In full and without alteration, transcribe the listing.

_Data provided:_
------------
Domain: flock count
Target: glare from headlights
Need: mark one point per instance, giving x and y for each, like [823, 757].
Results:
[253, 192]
------------
_Answer space:_
Domain: flock count
Target: glare from headlights
Need: mark one point per instance, giving x and y for each, like [823, 757].
Results:
[253, 192]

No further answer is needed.